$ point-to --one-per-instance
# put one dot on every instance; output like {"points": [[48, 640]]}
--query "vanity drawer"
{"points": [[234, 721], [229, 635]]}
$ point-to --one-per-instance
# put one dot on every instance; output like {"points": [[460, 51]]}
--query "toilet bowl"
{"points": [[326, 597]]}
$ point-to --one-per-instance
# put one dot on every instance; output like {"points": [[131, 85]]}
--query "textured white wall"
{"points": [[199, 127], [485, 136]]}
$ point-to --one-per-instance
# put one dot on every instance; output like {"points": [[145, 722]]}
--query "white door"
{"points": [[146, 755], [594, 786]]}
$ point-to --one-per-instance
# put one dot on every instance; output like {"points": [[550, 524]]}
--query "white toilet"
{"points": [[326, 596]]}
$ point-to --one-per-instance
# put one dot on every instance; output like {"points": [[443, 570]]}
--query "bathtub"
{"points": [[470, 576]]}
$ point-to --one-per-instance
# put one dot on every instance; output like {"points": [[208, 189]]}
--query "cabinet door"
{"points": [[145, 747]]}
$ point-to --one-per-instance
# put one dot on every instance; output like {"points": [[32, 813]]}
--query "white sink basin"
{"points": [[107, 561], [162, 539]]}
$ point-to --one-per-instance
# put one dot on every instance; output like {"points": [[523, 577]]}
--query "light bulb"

★ ★ ★ ★ ★

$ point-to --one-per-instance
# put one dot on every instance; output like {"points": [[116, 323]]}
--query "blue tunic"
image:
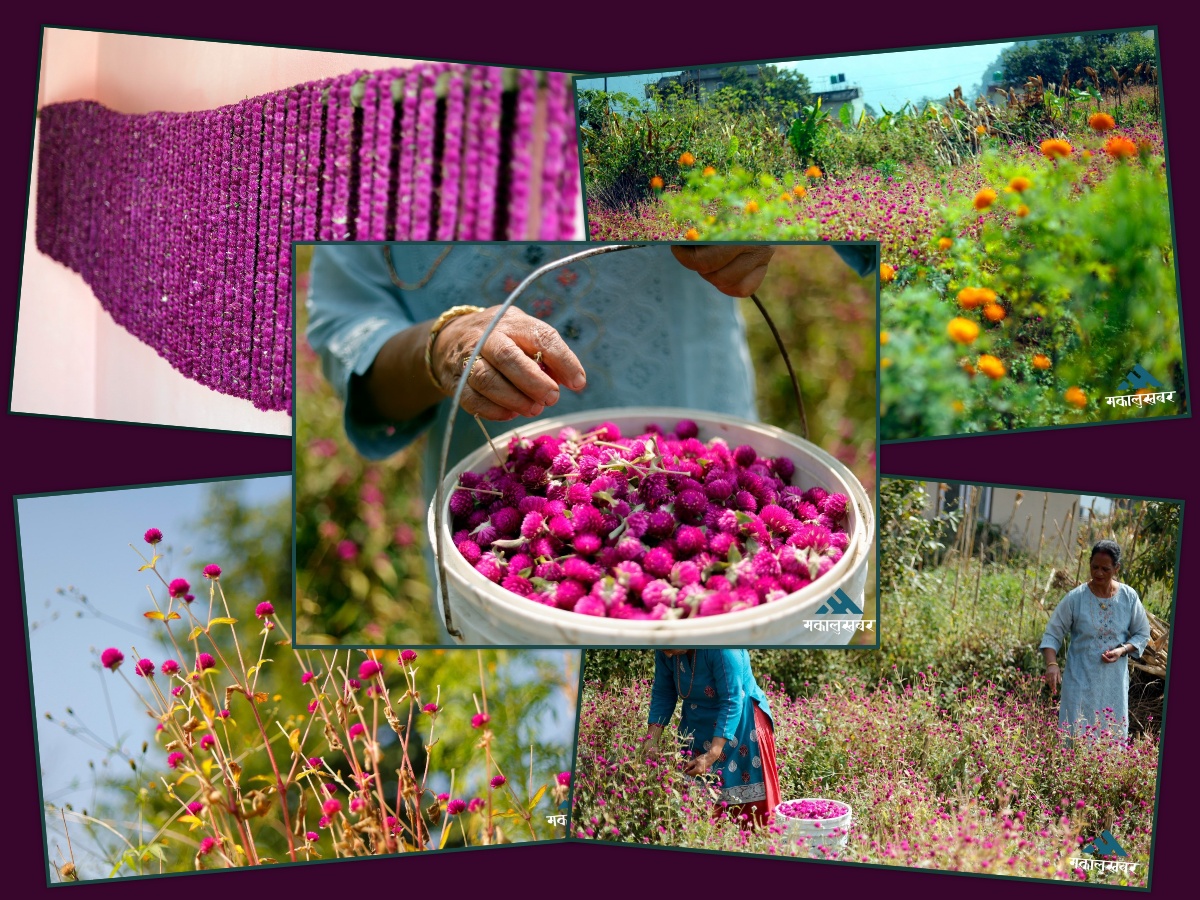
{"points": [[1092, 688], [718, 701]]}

★ ★ ★ ★ ★

Work to complete:
State how many lines of the listing above contain the string "toilet". Give only the number.

Solution to the exercise:
2